How to complete this task
Each entry should be written out once more, exactly as given below.

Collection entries
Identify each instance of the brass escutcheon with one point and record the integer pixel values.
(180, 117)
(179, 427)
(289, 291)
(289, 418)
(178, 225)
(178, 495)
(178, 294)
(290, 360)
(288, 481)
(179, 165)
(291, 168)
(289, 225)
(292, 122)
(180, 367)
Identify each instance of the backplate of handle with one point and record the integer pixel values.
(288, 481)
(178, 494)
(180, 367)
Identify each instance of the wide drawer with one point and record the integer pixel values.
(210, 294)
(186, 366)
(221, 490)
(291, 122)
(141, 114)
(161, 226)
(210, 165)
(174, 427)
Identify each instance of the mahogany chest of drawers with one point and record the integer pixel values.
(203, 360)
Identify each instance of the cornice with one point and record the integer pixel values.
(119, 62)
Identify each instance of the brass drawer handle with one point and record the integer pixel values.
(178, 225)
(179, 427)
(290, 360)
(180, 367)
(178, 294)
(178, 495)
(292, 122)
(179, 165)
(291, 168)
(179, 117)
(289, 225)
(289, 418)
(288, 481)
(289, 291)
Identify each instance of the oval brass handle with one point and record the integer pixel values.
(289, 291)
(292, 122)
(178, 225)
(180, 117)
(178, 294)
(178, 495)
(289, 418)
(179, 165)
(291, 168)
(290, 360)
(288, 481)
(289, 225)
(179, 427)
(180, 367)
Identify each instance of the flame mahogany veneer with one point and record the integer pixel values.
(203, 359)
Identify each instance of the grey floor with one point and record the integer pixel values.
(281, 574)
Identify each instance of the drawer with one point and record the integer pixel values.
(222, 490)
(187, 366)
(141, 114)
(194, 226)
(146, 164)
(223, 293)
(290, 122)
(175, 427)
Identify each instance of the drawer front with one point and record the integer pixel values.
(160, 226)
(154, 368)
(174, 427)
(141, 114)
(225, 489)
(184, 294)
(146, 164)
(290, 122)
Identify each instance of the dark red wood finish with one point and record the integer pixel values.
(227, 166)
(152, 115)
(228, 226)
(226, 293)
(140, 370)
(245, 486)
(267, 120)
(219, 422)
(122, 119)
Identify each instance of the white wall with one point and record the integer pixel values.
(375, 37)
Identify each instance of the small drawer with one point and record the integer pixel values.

Solved problem
Identify each instance of the brass escutcheon with one point and record the integer pixel values.
(180, 117)
(179, 427)
(289, 291)
(289, 418)
(178, 225)
(178, 495)
(178, 294)
(290, 360)
(288, 481)
(179, 165)
(291, 168)
(289, 225)
(292, 122)
(180, 367)
Identify each instance of the backplate of handle with one point and record the integer pixel values.
(288, 481)
(178, 494)
(180, 367)
Identify each instance of the wide drawer with one point and record the integer pixel values.
(210, 294)
(186, 366)
(221, 490)
(291, 122)
(141, 114)
(161, 226)
(210, 165)
(174, 427)
Identify each instance of the mahogany chest of drawers with one point and record the integer pixel values.
(203, 360)
Identify each instance of the cornice with one point and record the integer pixel values.
(119, 62)
Identify each instance of the brass drawer handle with one point and record the integer pixel values.
(178, 225)
(179, 427)
(290, 360)
(180, 367)
(178, 294)
(178, 495)
(292, 122)
(179, 165)
(291, 168)
(179, 117)
(289, 225)
(289, 418)
(288, 481)
(289, 291)
Identify each instance of the oval brass handle with one point and record the integer pixel values.
(289, 291)
(292, 122)
(178, 225)
(180, 117)
(178, 294)
(178, 495)
(289, 418)
(179, 165)
(291, 168)
(290, 360)
(288, 481)
(289, 225)
(179, 427)
(180, 367)
Identify each instance of the flame mahogany veneer with one point and record the integer pixel values.
(203, 359)
Identify each instance of the grey floor with one point and record the integer pixel values.
(281, 574)
Identify each instance of the drawer with one point and record the integer pixel values.
(222, 490)
(187, 366)
(141, 114)
(194, 226)
(146, 164)
(223, 293)
(290, 122)
(175, 427)
Identify each instance of the drawer front with one point and record the integer pixel values.
(160, 226)
(154, 368)
(174, 427)
(141, 114)
(225, 489)
(184, 294)
(146, 164)
(290, 122)
Identify each instance of the dark red wood finish with one point and record the integer pixel values.
(227, 166)
(152, 115)
(228, 226)
(226, 293)
(140, 370)
(245, 486)
(267, 120)
(219, 422)
(122, 119)
Identify each instance of the white wall with one point and record the integer pixel values.
(375, 37)
Identify each instance of the small drawer with one point and record the integer pixel values.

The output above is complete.